> INFORMATION SUPPLIED
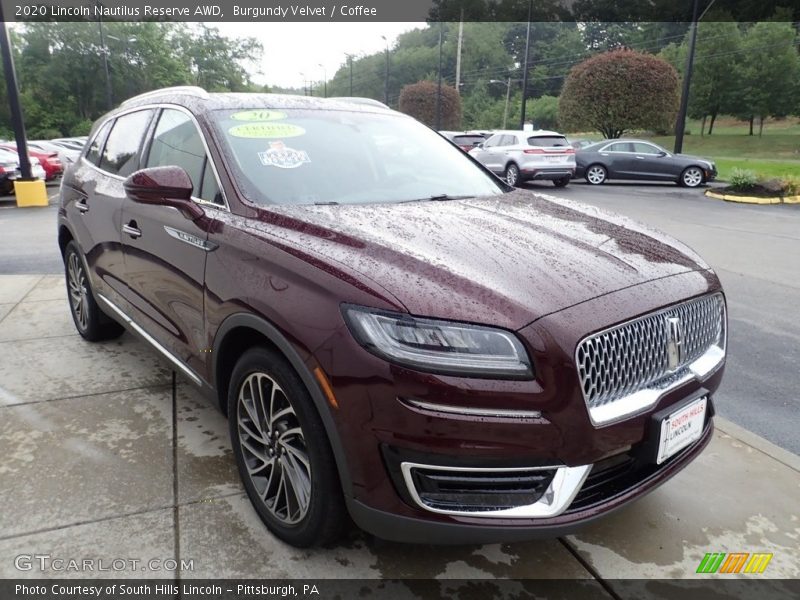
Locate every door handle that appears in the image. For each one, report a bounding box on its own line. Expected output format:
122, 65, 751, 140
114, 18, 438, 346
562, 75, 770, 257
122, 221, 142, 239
--
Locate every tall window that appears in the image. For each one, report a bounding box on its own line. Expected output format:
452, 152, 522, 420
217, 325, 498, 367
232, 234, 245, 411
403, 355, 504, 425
==
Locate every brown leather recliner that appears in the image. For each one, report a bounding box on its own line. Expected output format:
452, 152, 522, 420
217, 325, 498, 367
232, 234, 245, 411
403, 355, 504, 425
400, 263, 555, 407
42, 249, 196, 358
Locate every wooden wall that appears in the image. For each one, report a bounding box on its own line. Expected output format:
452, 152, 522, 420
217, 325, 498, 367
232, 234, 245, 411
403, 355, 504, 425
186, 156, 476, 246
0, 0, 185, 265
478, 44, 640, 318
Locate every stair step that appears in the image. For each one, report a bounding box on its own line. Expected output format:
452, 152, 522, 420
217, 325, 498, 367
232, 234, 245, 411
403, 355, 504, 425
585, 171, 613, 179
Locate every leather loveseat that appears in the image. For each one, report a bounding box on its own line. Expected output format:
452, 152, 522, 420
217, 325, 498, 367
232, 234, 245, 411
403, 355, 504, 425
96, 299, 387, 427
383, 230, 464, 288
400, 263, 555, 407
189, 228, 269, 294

> TASK INSTRUCTIONS
Rewrite the material starting at the line that contains "Locate every leather" and ending at the line that contains "189, 228, 269, 294", changing "loveseat" to "sofa" and leaving everything else unchanged.

> RESULT OF THIS TASK
Locate every leather sofa that appears in the image. For each one, report a bounding box on its own line. Expected output format:
452, 152, 522, 420
217, 325, 498, 367
232, 234, 245, 411
403, 355, 504, 425
96, 299, 387, 427
383, 230, 464, 288
400, 263, 555, 407
189, 228, 269, 294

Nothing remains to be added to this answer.